= Beginning of Section =
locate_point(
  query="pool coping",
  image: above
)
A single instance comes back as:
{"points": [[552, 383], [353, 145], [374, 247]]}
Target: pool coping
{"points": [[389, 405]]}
= End of Section =
• **PROBLEM TO WORK ON**:
Go through the listing above and copy each line exactly.

• **FINISHED TASK**:
locate_point(
  query="pool coping",
  image: above
)
A single instance comes back as:
{"points": [[552, 383], [353, 145], [374, 247]]}
Target: pool coping
{"points": [[389, 405]]}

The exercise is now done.